Position annotation records:
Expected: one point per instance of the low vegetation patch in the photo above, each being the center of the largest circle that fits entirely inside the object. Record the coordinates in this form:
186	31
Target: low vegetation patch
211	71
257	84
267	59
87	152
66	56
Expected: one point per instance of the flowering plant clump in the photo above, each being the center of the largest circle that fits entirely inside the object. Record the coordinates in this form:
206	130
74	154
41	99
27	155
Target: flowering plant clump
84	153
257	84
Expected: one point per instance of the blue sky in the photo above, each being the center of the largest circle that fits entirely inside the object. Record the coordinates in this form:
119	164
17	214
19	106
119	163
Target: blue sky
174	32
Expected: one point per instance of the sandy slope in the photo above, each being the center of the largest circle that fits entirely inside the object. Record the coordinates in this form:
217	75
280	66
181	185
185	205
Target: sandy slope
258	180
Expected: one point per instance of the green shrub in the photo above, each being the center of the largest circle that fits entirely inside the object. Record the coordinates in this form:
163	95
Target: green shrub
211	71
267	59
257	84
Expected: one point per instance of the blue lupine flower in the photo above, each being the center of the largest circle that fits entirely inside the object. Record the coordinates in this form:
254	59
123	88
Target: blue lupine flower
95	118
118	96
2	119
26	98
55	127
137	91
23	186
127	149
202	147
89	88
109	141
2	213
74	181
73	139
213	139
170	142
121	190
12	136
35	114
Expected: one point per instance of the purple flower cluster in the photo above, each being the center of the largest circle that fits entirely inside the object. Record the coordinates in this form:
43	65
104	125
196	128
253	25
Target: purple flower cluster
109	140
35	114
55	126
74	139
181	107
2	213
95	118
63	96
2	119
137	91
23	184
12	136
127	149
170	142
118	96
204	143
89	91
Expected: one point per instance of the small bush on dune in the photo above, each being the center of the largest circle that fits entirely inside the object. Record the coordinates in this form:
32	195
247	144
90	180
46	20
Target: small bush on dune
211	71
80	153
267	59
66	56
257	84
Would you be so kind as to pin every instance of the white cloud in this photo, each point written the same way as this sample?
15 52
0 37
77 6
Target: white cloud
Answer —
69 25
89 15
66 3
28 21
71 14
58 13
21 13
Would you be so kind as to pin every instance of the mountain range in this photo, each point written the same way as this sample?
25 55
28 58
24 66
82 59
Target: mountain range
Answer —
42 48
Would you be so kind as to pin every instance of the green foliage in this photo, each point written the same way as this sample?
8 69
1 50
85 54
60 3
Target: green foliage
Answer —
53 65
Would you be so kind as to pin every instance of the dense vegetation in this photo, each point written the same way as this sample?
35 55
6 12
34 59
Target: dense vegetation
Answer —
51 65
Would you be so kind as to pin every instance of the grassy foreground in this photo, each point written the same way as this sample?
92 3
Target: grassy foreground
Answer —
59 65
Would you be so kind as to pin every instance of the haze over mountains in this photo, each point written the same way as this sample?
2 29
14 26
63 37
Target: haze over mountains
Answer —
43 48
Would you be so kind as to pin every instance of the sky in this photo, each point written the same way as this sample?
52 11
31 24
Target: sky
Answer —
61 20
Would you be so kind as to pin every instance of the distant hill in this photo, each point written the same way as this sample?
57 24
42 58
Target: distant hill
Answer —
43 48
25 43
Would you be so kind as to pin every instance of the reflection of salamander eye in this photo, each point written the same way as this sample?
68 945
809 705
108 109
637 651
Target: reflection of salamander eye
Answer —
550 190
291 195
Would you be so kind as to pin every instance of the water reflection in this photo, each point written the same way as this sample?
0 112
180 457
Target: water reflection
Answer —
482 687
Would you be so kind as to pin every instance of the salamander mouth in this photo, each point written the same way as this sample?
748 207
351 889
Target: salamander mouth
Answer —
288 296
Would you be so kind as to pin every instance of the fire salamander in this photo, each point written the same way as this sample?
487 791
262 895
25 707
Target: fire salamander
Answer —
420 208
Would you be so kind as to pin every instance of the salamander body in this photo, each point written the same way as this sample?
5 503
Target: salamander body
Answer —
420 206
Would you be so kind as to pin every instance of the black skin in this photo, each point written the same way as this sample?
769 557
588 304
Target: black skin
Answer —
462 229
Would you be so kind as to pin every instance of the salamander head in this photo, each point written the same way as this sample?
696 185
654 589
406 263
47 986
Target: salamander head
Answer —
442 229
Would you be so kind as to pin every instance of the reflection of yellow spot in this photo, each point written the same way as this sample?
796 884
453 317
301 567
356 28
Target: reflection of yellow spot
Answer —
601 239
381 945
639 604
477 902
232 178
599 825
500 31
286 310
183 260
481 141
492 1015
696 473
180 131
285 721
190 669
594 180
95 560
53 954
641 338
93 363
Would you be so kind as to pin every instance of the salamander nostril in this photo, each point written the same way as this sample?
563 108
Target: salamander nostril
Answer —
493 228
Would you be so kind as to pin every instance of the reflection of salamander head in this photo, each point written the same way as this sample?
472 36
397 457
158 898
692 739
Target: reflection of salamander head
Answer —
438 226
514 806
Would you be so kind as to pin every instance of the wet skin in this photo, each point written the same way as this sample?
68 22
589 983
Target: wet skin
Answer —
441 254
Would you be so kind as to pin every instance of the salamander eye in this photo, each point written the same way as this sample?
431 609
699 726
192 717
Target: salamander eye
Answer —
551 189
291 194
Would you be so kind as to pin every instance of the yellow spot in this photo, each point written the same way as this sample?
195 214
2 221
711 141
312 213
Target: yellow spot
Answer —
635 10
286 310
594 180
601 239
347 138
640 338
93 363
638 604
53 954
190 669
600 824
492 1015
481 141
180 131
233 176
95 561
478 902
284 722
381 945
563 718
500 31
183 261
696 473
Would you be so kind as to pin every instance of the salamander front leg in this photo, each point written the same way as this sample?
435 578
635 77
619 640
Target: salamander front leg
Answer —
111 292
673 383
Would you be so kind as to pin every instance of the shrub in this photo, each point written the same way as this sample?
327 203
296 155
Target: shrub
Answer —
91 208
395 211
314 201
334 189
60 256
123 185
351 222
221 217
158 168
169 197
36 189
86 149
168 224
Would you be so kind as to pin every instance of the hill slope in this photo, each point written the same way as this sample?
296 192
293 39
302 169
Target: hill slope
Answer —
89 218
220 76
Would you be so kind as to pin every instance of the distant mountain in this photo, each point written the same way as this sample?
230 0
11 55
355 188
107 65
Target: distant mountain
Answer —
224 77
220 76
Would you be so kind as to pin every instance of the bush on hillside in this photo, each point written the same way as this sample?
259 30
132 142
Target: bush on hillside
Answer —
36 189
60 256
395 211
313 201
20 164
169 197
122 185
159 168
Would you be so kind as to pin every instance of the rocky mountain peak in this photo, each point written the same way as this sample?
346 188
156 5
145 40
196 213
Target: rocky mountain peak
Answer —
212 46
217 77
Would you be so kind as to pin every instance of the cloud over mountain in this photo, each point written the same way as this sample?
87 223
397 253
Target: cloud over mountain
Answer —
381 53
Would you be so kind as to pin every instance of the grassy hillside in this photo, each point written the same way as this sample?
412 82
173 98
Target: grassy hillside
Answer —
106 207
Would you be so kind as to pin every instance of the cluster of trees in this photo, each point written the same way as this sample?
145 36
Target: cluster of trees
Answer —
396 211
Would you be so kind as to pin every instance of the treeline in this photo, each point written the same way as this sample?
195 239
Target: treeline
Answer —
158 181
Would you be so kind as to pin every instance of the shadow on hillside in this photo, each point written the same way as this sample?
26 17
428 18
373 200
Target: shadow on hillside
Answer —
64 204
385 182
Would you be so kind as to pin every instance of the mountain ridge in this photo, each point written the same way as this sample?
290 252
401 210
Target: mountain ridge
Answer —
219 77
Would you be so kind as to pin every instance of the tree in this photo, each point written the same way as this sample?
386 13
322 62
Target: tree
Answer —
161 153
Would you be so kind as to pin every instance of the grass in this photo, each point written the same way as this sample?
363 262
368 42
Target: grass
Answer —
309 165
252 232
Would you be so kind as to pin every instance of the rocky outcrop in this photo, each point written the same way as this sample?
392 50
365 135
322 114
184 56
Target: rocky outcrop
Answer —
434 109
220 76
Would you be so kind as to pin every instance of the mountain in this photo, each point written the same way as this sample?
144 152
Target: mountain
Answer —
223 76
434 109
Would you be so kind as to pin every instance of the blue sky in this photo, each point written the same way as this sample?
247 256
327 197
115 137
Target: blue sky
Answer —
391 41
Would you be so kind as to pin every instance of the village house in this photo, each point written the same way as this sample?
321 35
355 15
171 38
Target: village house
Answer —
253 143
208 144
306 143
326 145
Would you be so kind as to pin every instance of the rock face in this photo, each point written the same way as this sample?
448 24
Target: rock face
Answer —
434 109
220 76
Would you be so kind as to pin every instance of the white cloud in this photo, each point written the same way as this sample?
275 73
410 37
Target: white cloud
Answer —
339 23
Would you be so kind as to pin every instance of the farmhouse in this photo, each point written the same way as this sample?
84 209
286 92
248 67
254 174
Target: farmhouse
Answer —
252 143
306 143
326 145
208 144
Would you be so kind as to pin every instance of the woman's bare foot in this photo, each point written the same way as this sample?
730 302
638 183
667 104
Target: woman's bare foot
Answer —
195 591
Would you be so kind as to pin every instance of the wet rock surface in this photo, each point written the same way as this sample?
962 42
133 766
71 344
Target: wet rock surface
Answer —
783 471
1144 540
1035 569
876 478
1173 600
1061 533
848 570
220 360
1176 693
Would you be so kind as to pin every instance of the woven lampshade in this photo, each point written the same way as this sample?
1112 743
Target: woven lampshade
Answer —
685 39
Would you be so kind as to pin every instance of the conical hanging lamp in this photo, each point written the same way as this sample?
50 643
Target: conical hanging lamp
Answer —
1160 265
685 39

— REQUIRED WORK —
Every line from the one containing "the wet rock" through the end of the entries above must be echoed exactly, with both ends kept.

— EXERCISE RESPONSE —
Would you be so kind as to pin every instance of the wet rock surface in this photo, each point written the same way as this sample?
962 42
133 766
71 344
Target: wet rock surface
Answer —
783 471
1144 540
1035 569
876 478
1173 600
1061 533
848 570
220 360
1176 693
Would you be so kind as to pin every instance of the woven lampshade in this photo, each point written the same way as this sample?
1112 743
Target: woven lampshade
Answer —
685 39
Would you be so kind as to pin every instance of the conical hanging lamp in this photo, each point written the same way as this sample?
50 643
Target: conical hanging lamp
Answer —
1160 265
685 39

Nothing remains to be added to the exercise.